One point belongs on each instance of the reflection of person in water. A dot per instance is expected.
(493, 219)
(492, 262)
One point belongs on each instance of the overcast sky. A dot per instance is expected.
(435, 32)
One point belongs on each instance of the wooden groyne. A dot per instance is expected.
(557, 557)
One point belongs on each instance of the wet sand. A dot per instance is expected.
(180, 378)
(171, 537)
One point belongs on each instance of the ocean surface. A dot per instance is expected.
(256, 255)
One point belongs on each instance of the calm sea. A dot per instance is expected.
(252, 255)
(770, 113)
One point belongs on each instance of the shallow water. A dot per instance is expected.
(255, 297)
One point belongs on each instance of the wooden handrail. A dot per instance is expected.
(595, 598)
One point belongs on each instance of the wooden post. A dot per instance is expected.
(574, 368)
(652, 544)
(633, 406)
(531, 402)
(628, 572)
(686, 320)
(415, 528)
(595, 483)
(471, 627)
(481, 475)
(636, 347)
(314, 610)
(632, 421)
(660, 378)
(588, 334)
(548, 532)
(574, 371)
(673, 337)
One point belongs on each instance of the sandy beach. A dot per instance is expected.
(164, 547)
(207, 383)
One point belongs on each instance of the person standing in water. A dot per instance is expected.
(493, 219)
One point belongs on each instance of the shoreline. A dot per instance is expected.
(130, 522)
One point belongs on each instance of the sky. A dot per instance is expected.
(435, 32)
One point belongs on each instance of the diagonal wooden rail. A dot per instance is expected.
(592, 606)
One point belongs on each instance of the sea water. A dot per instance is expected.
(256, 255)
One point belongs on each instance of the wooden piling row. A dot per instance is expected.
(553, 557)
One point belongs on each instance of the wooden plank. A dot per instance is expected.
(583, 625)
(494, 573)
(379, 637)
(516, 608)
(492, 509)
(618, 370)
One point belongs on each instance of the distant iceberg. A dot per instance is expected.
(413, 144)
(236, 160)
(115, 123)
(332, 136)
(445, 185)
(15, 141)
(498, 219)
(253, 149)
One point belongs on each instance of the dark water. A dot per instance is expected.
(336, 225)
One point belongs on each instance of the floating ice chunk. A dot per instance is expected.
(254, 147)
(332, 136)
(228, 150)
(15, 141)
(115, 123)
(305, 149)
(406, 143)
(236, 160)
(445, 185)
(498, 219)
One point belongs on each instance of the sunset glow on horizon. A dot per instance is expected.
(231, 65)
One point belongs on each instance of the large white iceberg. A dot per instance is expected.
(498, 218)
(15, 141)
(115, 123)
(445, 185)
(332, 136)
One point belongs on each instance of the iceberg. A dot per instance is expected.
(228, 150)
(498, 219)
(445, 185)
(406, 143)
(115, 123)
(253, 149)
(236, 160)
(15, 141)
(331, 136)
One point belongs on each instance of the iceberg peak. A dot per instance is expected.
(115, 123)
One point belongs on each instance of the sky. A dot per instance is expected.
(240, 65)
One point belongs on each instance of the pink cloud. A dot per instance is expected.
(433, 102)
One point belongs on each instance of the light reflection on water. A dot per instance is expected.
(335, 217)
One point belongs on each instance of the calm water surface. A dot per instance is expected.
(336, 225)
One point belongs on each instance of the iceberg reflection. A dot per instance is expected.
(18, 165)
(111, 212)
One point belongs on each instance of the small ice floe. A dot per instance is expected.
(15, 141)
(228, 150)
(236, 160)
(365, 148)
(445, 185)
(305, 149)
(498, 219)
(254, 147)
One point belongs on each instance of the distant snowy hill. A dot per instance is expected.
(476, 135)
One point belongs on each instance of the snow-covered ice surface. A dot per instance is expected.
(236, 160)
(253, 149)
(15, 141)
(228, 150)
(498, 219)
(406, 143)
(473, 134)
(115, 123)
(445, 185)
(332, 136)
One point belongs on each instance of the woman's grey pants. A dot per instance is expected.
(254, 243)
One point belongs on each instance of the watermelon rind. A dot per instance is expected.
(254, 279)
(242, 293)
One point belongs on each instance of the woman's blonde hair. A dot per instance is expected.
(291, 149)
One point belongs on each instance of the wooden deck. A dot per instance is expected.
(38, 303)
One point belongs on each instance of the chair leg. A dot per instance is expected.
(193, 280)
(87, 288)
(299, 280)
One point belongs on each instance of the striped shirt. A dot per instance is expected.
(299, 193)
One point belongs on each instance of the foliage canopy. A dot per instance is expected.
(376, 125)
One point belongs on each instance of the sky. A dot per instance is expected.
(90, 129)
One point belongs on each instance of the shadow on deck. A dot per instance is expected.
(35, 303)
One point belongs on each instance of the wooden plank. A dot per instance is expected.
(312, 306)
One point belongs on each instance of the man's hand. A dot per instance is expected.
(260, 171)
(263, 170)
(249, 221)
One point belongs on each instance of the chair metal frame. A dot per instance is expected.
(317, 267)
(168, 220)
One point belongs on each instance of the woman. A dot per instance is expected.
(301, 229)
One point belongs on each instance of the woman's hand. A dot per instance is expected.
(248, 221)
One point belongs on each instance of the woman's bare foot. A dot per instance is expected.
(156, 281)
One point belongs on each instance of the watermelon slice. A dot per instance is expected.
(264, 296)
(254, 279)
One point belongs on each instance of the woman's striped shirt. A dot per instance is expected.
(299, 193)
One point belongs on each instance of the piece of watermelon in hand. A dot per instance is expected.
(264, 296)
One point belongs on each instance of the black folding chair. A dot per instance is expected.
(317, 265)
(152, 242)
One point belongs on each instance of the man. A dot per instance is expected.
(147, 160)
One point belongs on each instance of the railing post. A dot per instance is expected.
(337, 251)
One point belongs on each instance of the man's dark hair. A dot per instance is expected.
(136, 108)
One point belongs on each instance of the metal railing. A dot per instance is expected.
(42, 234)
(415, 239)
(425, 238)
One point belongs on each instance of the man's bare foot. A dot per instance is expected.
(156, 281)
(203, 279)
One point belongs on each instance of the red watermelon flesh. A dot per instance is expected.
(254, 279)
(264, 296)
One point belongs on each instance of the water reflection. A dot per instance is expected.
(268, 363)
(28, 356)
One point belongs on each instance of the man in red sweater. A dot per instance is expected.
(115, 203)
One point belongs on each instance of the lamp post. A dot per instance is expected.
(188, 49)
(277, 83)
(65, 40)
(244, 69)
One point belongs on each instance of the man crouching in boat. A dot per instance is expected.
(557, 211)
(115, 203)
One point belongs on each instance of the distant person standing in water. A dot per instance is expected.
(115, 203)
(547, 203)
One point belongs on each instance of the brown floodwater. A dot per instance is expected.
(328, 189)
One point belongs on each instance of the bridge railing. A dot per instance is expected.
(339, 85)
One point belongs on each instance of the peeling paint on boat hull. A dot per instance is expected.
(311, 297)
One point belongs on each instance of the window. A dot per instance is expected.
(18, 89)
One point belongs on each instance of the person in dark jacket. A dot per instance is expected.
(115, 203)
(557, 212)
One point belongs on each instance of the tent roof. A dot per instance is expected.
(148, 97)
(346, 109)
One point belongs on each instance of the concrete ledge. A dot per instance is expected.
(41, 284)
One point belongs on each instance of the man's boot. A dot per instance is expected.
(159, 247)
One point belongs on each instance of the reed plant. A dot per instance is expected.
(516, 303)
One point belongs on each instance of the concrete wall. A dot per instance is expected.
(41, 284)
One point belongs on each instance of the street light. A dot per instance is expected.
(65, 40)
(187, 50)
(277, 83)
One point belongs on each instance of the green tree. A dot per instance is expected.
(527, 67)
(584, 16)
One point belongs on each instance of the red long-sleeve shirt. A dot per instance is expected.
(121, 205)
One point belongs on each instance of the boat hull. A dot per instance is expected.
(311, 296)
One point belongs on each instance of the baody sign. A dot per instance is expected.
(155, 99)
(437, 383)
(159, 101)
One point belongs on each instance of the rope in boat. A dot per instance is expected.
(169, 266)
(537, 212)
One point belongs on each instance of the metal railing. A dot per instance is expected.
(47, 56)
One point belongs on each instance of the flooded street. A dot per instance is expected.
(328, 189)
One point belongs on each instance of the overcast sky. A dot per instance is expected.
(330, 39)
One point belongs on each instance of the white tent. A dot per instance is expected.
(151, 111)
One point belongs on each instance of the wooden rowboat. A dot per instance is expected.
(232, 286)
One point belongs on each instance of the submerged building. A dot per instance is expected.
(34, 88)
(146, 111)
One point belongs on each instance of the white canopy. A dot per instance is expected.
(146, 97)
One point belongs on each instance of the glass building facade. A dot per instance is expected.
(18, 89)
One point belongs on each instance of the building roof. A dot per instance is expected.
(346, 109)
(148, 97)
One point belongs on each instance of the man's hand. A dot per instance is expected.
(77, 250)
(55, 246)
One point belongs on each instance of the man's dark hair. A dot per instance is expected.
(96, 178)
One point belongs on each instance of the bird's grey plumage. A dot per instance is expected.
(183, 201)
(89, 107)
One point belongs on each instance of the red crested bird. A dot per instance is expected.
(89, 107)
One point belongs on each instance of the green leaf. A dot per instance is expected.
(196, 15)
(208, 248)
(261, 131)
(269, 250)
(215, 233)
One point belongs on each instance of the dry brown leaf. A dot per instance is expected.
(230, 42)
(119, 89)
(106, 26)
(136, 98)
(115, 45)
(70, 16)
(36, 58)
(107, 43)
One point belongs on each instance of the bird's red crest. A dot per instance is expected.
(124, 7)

Written task: Every line from the one holding "One point belongs on each instance of the white canopy." through the final line of the listing must be echoed exactly; leave out all other lines.

Answer for this exercise:
One point belongs on each instance of the white canopy. A dot per instance is expected.
(146, 97)
One point belongs on each instance of the glass building facade. A dot per instance is expected.
(18, 89)
One point belongs on each instance of the building roof. A dot per instance is expected.
(346, 109)
(148, 97)
One point belongs on each instance of the man's hand. A dot per instance is expected.
(77, 250)
(55, 246)
One point belongs on each instance of the man's dark hair. A dot per instance is expected.
(96, 178)
One point belongs on each instance of the bird's grey plumage. A dot per instance is expected.
(183, 201)
(89, 107)
One point belongs on each instance of the red crested bird. A dot per instance is expected.
(89, 107)
One point belongs on each instance of the green leaf. A dot per instance is expected.
(196, 15)
(208, 248)
(261, 131)
(269, 250)
(215, 233)
One point belongs on each instance of the dry brown leaf. A dot per instance is expected.
(230, 42)
(119, 89)
(106, 26)
(136, 98)
(115, 45)
(70, 16)
(36, 58)
(107, 43)
One point belongs on each instance of the bird's red crest. A dot per instance is expected.
(124, 7)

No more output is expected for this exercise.